# WHAT IS NEEDED
Update the lines from the one containing "It would be great if you could detect the ocean" up to and including the one containing "[0, 492, 828, 729]" by changing "ocean" to "sea" and keeping everything else the same. Return only those lines.

[Items from a labeling collection]
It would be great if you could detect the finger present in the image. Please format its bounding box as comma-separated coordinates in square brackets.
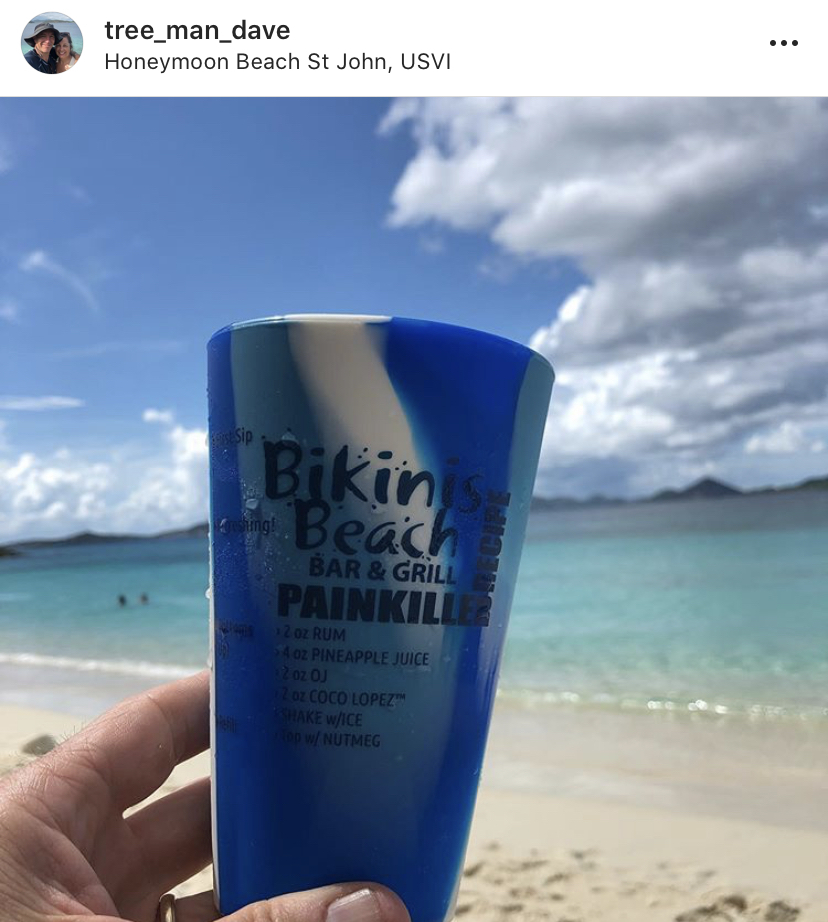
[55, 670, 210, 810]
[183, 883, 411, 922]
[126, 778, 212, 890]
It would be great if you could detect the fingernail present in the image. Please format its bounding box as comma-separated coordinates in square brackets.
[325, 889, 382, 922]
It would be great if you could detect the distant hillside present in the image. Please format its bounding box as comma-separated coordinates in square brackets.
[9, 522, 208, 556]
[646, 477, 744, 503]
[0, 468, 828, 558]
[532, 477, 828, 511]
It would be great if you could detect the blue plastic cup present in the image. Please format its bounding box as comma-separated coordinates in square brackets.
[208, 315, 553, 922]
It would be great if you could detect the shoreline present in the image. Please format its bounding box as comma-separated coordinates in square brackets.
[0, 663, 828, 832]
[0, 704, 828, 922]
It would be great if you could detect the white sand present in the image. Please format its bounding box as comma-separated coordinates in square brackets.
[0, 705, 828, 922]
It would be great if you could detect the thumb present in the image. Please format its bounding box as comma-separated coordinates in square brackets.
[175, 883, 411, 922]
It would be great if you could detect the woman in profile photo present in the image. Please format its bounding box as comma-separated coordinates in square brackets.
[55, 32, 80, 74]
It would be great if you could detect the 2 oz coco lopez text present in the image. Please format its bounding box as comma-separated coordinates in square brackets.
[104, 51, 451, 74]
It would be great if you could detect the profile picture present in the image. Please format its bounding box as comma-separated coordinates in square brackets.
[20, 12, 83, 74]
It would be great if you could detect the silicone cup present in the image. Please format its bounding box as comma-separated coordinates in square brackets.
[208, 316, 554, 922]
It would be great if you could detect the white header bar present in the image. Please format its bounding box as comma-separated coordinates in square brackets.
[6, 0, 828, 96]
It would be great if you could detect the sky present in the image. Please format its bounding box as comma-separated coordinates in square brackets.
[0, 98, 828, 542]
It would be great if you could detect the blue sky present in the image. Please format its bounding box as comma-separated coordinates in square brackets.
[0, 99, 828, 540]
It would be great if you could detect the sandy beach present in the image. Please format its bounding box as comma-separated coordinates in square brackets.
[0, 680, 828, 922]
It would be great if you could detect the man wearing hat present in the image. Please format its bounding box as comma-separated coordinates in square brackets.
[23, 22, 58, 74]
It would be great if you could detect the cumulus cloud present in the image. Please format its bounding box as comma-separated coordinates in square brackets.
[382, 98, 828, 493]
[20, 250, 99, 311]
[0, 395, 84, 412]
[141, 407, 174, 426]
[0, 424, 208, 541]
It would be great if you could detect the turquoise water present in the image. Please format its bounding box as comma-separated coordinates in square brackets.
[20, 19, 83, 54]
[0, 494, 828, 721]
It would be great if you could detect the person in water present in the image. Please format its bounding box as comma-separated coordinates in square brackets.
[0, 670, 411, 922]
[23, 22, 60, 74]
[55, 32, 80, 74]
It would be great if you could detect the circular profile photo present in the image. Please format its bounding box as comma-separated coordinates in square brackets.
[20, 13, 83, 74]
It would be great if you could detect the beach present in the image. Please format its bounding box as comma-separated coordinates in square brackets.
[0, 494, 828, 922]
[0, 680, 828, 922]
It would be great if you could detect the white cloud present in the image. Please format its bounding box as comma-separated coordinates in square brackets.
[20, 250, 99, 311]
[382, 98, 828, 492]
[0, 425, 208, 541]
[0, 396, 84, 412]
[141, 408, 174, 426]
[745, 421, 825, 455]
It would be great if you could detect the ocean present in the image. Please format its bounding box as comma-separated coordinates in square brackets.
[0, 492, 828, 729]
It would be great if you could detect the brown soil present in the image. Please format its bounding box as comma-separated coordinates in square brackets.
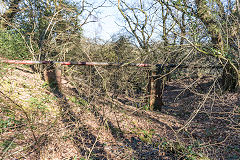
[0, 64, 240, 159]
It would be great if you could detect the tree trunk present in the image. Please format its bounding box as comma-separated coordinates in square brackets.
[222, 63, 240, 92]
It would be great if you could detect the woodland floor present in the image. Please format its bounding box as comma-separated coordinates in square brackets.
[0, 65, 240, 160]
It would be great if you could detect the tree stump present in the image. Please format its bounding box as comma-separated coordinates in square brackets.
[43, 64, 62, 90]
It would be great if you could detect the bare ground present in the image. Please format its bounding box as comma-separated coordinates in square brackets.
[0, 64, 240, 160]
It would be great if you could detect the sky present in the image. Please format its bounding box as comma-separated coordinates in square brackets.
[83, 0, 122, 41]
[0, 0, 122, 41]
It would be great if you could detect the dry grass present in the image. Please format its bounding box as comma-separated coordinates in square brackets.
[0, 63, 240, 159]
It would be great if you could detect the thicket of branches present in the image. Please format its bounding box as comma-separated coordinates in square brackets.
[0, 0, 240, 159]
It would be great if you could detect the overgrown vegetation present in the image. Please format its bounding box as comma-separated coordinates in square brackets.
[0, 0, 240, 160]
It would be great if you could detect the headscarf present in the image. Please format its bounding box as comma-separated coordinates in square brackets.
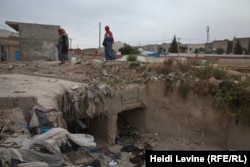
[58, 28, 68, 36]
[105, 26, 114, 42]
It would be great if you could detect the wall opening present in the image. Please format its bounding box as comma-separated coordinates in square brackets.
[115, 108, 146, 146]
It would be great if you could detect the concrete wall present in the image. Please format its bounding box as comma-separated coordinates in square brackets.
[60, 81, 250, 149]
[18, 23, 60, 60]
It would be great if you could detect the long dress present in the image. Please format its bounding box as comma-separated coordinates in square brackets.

# COMPLETE OUTPUT
It would be great if you could detect the sea present in the image. Please format its bounding box as comma-separated coordinates in square brackets.
[0, 492, 828, 729]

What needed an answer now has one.